The language of CALJIC No. 3.40, requiring an injury or death to be a direct, natural, and probable consequence of a defendant’s act necessarily refers to consequences that are reasonably foreseeable and the court need not provide a sua sponte instruction on supervening cause. Appellant was convicted of second degree murder, conspiracy to commit assault, gang enhancements and a criminal gang offense. According to the evidence, he and four juvenile members of the street gang Sons of Death were sitting on a porch drinking when a rival gang member walked past and threw a gang sign. The group caught up to the victim, and punched and kicked him and left him on the ground unconscious. They then returned to the porch and resumed drinking. Shortly thereafter, Johnson arrived on the scene and he and the juveniles returned to the fallen victim and continued to viciously assault him. Appellant was either in the house or the back yard and was not present. The victim died. The autopsy surgeon attributed death to blunt force trauma to the head, the result of a combination of blows, none of which alone was sufficient to cause death by itself. The appellate court upheld the second degree verdict, finding CALJIC No. 3.40 which discusses causation was a correct statement of the law as Johnson’s involvement was not a superseding, intervening act and the death of the victim due to beating was foreseeable.

####

## Exercise objective
Continue the case summary on CALJIC No. 3.40 and causation, picking up after its final sentence.

## Information provided
####

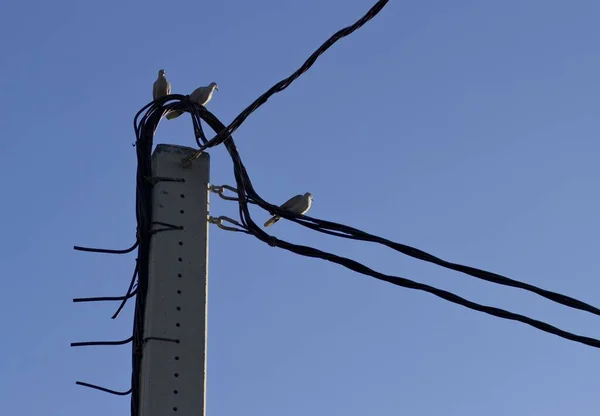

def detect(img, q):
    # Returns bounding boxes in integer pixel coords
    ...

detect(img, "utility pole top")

####

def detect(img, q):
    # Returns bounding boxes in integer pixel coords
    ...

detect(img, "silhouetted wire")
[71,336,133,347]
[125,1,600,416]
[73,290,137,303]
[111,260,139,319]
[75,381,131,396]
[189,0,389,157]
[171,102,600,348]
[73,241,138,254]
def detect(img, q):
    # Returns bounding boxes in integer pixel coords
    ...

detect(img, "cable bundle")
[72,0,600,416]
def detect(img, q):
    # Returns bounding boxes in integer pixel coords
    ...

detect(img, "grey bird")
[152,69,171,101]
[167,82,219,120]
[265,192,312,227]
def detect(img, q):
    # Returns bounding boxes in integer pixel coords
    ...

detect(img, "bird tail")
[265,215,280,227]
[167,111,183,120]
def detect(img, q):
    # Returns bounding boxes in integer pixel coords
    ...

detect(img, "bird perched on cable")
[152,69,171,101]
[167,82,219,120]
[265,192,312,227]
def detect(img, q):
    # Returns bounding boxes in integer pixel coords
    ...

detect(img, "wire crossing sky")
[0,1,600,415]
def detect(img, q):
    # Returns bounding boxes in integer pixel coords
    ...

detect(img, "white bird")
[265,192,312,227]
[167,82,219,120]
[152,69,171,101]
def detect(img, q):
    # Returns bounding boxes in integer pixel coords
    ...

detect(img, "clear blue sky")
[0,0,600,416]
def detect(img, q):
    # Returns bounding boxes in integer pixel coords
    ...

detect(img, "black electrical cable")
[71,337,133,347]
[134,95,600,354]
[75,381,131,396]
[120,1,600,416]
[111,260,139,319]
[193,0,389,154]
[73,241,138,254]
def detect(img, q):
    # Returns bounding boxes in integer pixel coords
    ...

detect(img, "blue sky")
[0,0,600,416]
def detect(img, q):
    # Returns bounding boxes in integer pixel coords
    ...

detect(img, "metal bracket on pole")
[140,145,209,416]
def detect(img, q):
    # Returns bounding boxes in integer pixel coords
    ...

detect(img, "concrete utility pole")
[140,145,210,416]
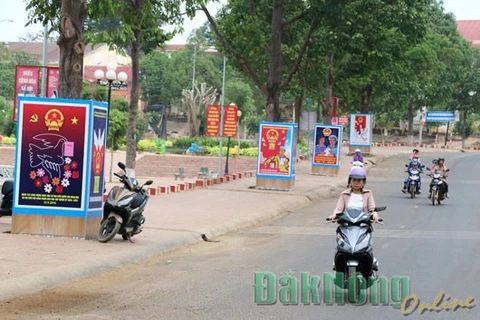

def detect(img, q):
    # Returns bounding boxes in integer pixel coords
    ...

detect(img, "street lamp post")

####

## Exercise answer
Conviction for possession of an assault weapon is not a predicate offense for the purpose of establishing a pattern of criminal gang activity for either the gang enhancement or the crime of gang participation.
The gang enhancement of ten years that attaches to a violent felony does not apply if the conviction is for a crime for which an indeterminate term of life in prison is proscribed. The enhancement of appellant’s sentence for second degree murder with the gang enhancement was error and was ordered stricken.